Set task A> Please quote the Bass Banjo post from "It was made" up to and including "up to US$35.".
Set task B> For each statement below, say yes or no to whether the Bass Banjo post agrees, and quote the words from it that settle the matter. (i) The bass banjo was built from a marching bass drum and an old double bass fingerboard. (ii) The US$25 price holds until the end of the year. (iii) The bass banjo was first built for a studio recording project.

== Text shown

# ***Bass Banjo By MODWHEEL Released With Intro Deal***



## David Donaldson (May 7, 2018)

The *Bass Banjo* plus *Bang-On Sidekick DrumChum* and *Banjelis synths*!!
Yes, now everyone can enjoy the great sound of Bass Banjo.

Some history.
Back in the mid eighties, when we were struggling musicians with plenty of time on our hands, a band mate and I made a bass banjo for use in our outdoor marching band 'The Outsiders', which was basically a protest band, as at the time there seemed quite a lot to protest about. There was still nuclear testing in the pacific, nuclear armed and powered warships coming into New Zealand waters and the sinking of the Rainbow warrior by the French government being some of the issues here at that time.
The *Bass Banjo* surpassed our expectations and once it had done its job of helping New Zealand become nuclear free became a staple on many recordings and soundtracks that we've created over the years, as it has such a distinctive sound. It really is a one off.
It was made using a marching Bass Drum and an old double bass fingerboard and as well as having a unique bass sound, also has great percussive possibilities, being made from a drum. We've made full use these the drum possibilities in conjunction with the Drum Computer function within Kontakt. 
This is the *Bang-On Sidekick DrumChum* section of the virtual instrument.
But wait there's more!
We've also taken the raw material and massaged them into some weird and wonderful pads. This resulted in the *Banjelis Synth* patches.
The *Bass Banjo* is going out at the incredibly low price of US$25 until the end of May when it will go up to US$35.
Here's a promo vid of the library in action, if you watch the second half of the video you can see the midi sequence we mimed to, in case we did such a great job of miming you thought we'd played it.
For more info, purchase and download go to.
www.modwheel.co.nz


----------



## CGR (May 7, 2018)

Just watched the promo & walkthrough videos - love it guys. Inspirational stuff.

====
== Information provided

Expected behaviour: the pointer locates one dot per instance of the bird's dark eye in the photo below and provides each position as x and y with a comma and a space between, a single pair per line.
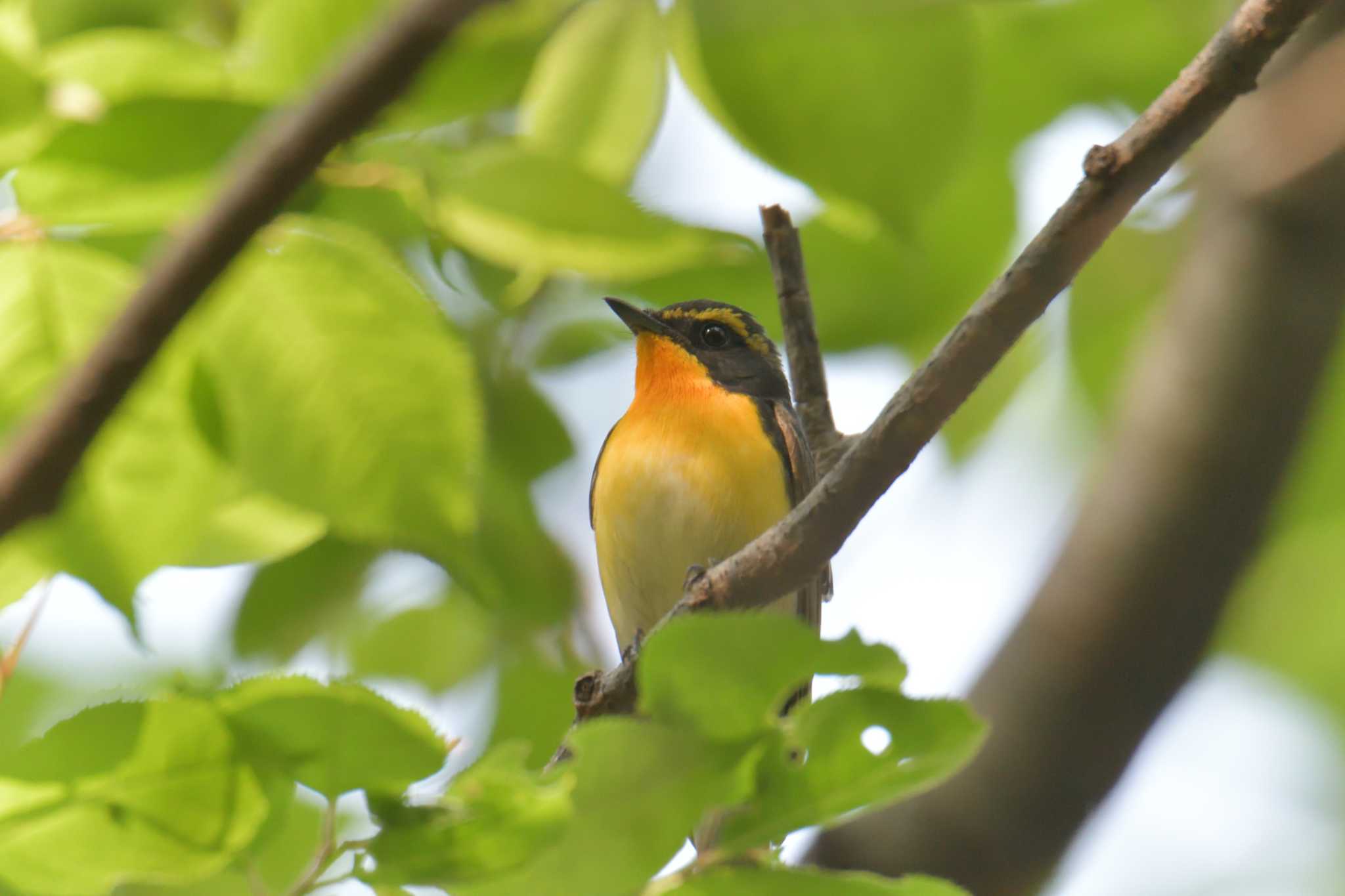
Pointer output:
715, 335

====

Full solution A>
It was made using a marching Bass Drum and an old double bass fingerboard and as well as having a unique bass sound, also has great percussive possibilities, being made from a drum. We've made full use these the drum possibilities in conjunction with the Drum Computer function within Kontakt. 
This is the *Bang-On Sidekick DrumChum* section of the virtual instrument.
But wait there's more!
We've also taken the raw material and massaged them into some weird and wonderful pads. This resulted in the *Banjelis Synth* patches.
The *Bass Banjo* is going out at the incredibly low price of US$25 until the end of May when it will go up to US$35.

Full solution B>
(i) Yes: "It was made using a marching Bass Drum and an old double bass fingerboard"
(ii) No: "US$25 until the end of May when it will go up to US$35"
(iii) No: "for use in our outdoor marching band 'The Outsiders'"